_List of tasks_
[a] Decide whether each statement below agrees with the OpenBSD package tools introduction. Answer yes or no for each, and quote the deciding words of the introduction. (i) The "OpenBSD::" namespace of perl modules covers only the package tools. (ii) Traditional package tools take a snapshot of the system and roll back to a stable state if an operation fails. (iii) OpenBSD package tools commit to an operation before most of the work is done.
[b] According to the OpenBSD package tools introduction, how should high-level semantic information be organized where possible?
[c] Carry the OpenBSD package tools introduction forward from its last sentence.

_Selection_
****

OpenBSD::Intro(3p) Perl Programmers Reference Guide OpenBSD::Intro(3p)NAMEOpenBSD::Intro - Introduction to the pkg tools internals
SYNOPSIS
use OpenBSD::PackingList;
...
DESCRIPTION
Note that the "OpenBSD::" namespace of perl modules is not limited to
package tools, but also includes pkg-config(1) and makewhatis(8)
support modules. This document only covers package tools material.
The design of the package tools revolves around a few central ideas:
Design modules that manipulate some notions in a consistent way, so
that they can be used by the package tools proper, but also with a
high-level API that's useful for anything that needs to manipulate
packages. This was validated by the ease with which we can now update
packing-lists, check for conflicts, and check various properties of our
packages.
Try to be as safe as possible where installation and update operations
are concerned. Cut up operations into small subsets which yields
frequent safe intermediate points where the machine is completely
functional.
Traditional package tools often rely on the following model: take a
snapshot of the system, try to perform an operation, and roll back to a
stable state if anything goes wrong.
Instead, OpenBSD package tools take a computational approach: record
semantic information in a useful format, pre-compute as much as can be
about an operation, and only perform the operation when we have proved
that (almost) nothing can go wrong. As far as possible, the actual
operation happens on the side, as a temporary scaffolding, and we only
commit to the operation once most of the work is over.
Keep high-level semantic information instead of recomputing it all the
time, but try to organize as much as possible as plain text files.
Originally, it was a bit of a challenge: trying to see how much we
could get away with, before having to define an actual database format.

****

(Data listing)
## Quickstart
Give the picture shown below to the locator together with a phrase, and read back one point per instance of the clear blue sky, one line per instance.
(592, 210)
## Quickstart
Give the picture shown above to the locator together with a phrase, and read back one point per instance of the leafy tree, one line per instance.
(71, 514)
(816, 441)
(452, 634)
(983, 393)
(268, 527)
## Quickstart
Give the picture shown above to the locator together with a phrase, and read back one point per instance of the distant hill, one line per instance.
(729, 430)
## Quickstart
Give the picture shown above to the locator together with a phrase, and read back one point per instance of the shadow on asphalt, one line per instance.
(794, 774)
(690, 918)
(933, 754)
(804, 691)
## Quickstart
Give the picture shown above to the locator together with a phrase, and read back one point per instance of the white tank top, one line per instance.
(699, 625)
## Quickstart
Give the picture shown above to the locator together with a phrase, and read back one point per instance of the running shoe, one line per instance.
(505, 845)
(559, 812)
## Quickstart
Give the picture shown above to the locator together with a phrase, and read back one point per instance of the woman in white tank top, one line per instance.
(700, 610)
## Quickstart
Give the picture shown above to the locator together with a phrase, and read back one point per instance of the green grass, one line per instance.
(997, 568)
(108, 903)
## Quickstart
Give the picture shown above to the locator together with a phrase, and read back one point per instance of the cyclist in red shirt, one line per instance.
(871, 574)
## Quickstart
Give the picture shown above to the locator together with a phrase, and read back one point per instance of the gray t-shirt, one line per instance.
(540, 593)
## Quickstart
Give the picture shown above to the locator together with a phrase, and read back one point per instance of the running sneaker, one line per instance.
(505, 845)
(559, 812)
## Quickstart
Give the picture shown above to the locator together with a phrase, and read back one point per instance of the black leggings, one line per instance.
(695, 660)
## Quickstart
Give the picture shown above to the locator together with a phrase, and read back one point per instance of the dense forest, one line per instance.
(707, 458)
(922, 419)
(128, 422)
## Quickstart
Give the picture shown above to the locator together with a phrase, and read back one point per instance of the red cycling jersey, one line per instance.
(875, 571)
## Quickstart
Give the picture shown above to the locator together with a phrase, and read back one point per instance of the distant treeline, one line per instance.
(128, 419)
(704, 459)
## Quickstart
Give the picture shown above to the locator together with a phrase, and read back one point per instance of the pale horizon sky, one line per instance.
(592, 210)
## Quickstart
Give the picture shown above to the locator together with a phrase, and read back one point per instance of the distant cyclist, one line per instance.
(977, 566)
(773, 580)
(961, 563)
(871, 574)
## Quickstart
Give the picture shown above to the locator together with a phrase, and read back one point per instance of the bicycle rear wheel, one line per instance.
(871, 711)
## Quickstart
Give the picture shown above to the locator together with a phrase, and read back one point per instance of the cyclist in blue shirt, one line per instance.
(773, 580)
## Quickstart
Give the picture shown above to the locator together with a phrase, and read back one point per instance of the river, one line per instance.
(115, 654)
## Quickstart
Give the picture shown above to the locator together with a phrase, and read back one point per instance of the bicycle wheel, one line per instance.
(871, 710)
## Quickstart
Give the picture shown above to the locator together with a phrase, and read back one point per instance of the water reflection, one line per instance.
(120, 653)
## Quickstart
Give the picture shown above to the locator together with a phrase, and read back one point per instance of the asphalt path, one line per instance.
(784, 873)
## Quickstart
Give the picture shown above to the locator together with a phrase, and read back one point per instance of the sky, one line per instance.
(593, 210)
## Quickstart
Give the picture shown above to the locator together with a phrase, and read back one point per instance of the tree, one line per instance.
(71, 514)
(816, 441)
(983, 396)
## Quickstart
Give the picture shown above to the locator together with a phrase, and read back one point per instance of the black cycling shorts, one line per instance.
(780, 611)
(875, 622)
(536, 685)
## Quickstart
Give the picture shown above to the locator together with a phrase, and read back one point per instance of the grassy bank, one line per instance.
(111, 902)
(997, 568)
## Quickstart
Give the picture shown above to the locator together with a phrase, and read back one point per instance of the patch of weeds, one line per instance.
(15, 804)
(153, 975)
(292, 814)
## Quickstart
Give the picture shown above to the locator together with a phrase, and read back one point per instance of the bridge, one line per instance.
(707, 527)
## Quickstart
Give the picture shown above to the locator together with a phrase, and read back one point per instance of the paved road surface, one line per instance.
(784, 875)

****

_Answers below_
[a]
(i) No: "is not limited to package tools, but also includes pkg-config(1) and makewhatis(8) support modules."
(ii) Yes: "take a snapshot of the system, try to perform an operation, and roll back to a stable state if anything goes wrong."
(iii) No: "we only commit to the operation once most of the work is over."

[b] As plain text files.

[c]
Turns out we do not need a database format, or even any cache on the
ftp server.
Avoid copying files all over the place. Hence the OpenBSD::Ustar(3p)
module that allows package tools to manipulate tarballs directly
without having to extract them first in a staging area.
All the package tools use the same internal perl modules, which gives
them some consistency about fundamental notions.
It is highly recommended to try to understand packing-lists and packing
elements first, since they are the core that unlocks most of the
package tools.
COMMON NOTIONS
packing-lists and elements
Each package consists of a list of objects (mostly files, but there
are some other abstract structures, like new user accounts, or stuff
to do when the package gets installed). They are recorded in a
OpenBSD::PackingList(3p), the module offers everything needed to
manipulate packing-lists. The packing-list format has a text
representation, which is documented in pkg_create(1). Internally,
packing-lists are heavily structured. Objects are reordered by the
internals of OpenBSD::PackingList(3p), and there are some standard
filters defined to gain access to some commonly used information
(dependencies and conflicts mostly) without having to read and parse
the whole packing-list. Each object is an
OpenBSD::PackingElement(3p), which is an abstract class with lots of
children classes. The use of packing-lists most often combines two
classic design patterns: one uses Visitor to traverse a packing-list
and perform an operation on all its elements (this is where the
order is important, and why some stuff like user creation will
`bubble up' to the beginning of the list), allied to Template
Method: the operation is often not determined for a basic
OpenBSD::PackingElement(3p), but will make more sense to an
OpenBSD::PackingElement::FileObject(3p) or similar. Packing-list
objects have an "automatic visitor" property: if a method is not
defined for the packing-list proper, but exists for packing
elements, then invoking the method on the packing-list will traverse
it and apply the method to each element. For instance, package
installation happens through the following snippet:
$plist->install_and_progress(...)
where "install_and_progress" is defined at the packing element
level, and invokes "install" and shows a progress bar if needed.
package names and specs
Package names and specifications for package names have a specific
format, which is described in packages-specs(7). Package names are
handled within OpenBSD::PackageName(3p). There is also a framework
to organize searches based on OpenBSD::Search(3p) objects.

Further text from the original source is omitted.